# Selected passage:
Ahh, youth! Remember when the biggest problem you had was worrying what you were going to do that day?
Riding bikes, roller skating, lying on your back looking at clouds, waiting till night and playing kick the can, or catching lightning bugs – fireflies to some of you – and casting them into the mayonnaise jar. The whole jar would be blinking secret Morse code, as we would gaze with wonder. Then run and catch more, trying carefully to slip one in without squishing another in the lid.
Lightning bugs don’t bite, they have no pincers, they don’t attack, they don’t carry disease, they are not poisonous, they don’t even fly very fast, and they’ll keep kids entertained for hours. Making them perfect in just about every way!
How do they do it? These amazing insects are one of the Midwest’s most unusual wildlife with their bioluminescent capabilities. The age-old question is how do they do it? You know, the lighting part. Biologists have studied this for years and have figured it out. The taillight contains two rare chemicals, a heat-resistant substrate called luciferin, is the source of light, and the enzyme luciferase is the trigger.
Oxygen is the fuel. A body chemical, ATP, converts to energy, mixes with the oxygen and causes the luciferin-luciferacse to light up, producing our favorite light of the summer – firefly light.
This unique light is 100% efficient. Nearly 100% of lightning bug light is given off as light, whereas with our incandescent electric lights, only 10% is light. Ninety percent is wasted as heat. Talk about GREEN energy!
When a firefly is under stress (like being caught in spider web), its taillight glows brightly. Even the shock of a firecracker or thunder may cause a field of fireflies to flash in unison. Warmer weather will cause faster blinks between potential mates, whereas cool weather calms things down a bit and they may wait even up to five seconds between short flashes.
If you grew up in the Midwest, you know that the best time to catch lightning bugs is at dusk when they become active. The males leave their resting spots and fly through the air, blinking the code of their species. The females rest in the grass, blinking their flirtatious corresponding code. When the codes match, the males come in for mating. There is one predator species, where the female fakes her code that attracts males of other species. When they come in for the landing, she eats them. Male lightning bugs outnumber females 50 to one!
The biology: Females deposit the eggs into damp soil, and in about three weeks larvae will appear from the eggs. The eggs themselves may even show a touch of luminescence. Although the adults are harmless, the larvae are voracious predators that eat snails, slugs, cutworms, mites and pollen. They are gardeners’ best friends!
The one thing I know that is best to do with lightning bugs is to clean out the mayonnaise jar, turn off the lights, sit outside and … twinkle, twinkle, little bug.

# The data:

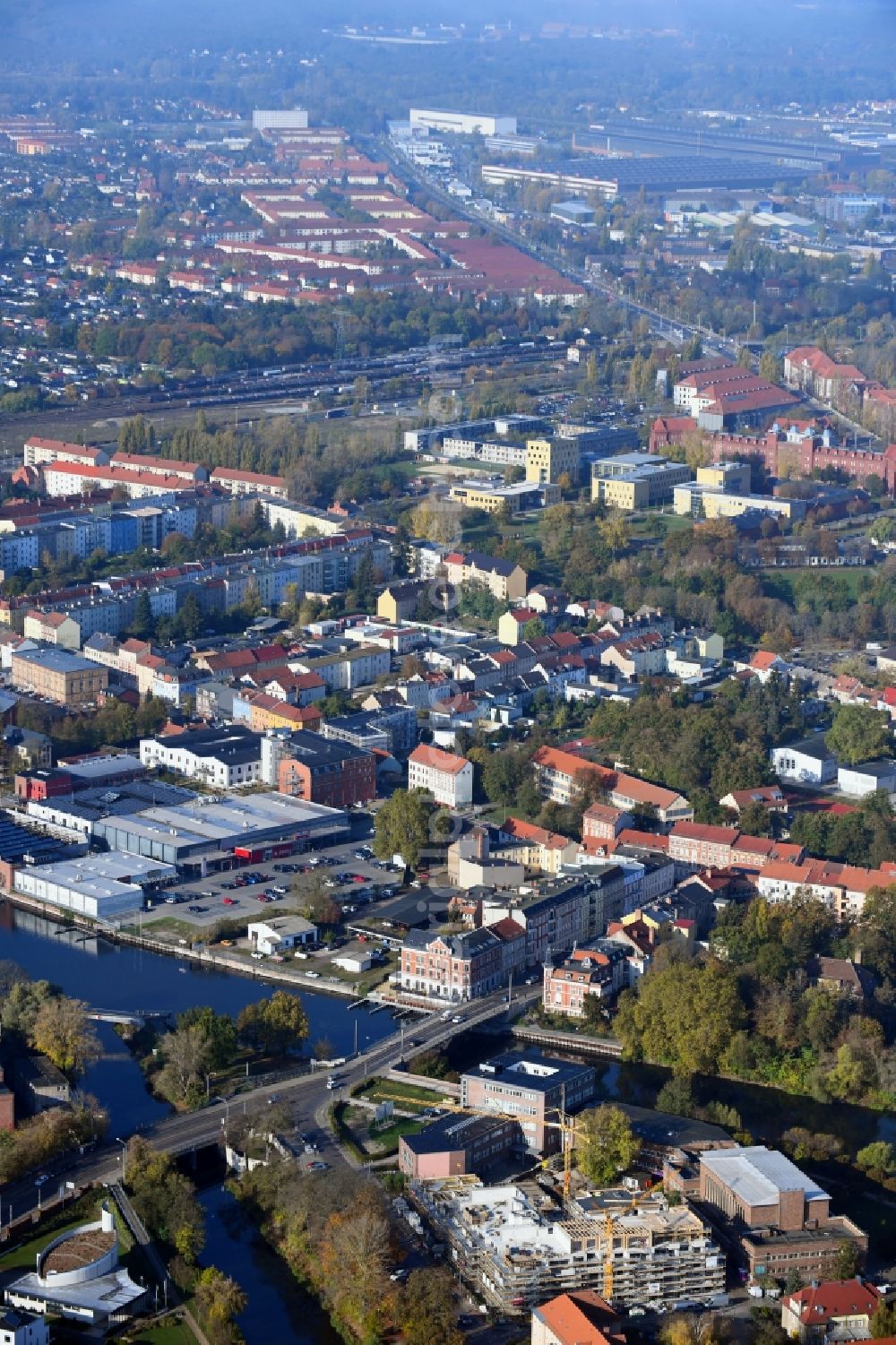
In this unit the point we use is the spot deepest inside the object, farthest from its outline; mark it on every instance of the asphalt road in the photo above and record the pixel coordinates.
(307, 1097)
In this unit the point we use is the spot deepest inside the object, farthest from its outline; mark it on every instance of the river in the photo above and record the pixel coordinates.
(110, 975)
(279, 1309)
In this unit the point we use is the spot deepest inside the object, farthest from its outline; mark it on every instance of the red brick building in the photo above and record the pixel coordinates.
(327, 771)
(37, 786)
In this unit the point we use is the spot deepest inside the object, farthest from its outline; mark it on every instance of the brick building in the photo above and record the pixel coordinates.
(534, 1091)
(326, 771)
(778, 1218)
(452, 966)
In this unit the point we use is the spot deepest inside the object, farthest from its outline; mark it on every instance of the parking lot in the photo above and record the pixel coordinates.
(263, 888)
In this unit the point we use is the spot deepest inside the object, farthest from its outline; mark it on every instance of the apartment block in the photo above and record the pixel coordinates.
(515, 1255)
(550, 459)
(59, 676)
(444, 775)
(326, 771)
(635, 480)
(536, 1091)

# Work instruction:
Reproduce the part of the lightning bug article between "Lightning bugs don’t" and "is the trigger.", inclusive.

# Reply:
Lightning bugs don’t bite, they have no pincers, they don’t attack, they don’t carry disease, they are not poisonous, they don’t even fly very fast, and they’ll keep kids entertained for hours. Making them perfect in just about every way!
How do they do it? These amazing insects are one of the Midwest’s most unusual wildlife with their bioluminescent capabilities. The age-old question is how do they do it? You know, the lighting part. Biologists have studied this for years and have figured it out. The taillight contains two rare chemicals, a heat-resistant substrate called luciferin, is the source of light, and the enzyme luciferase is the trigger.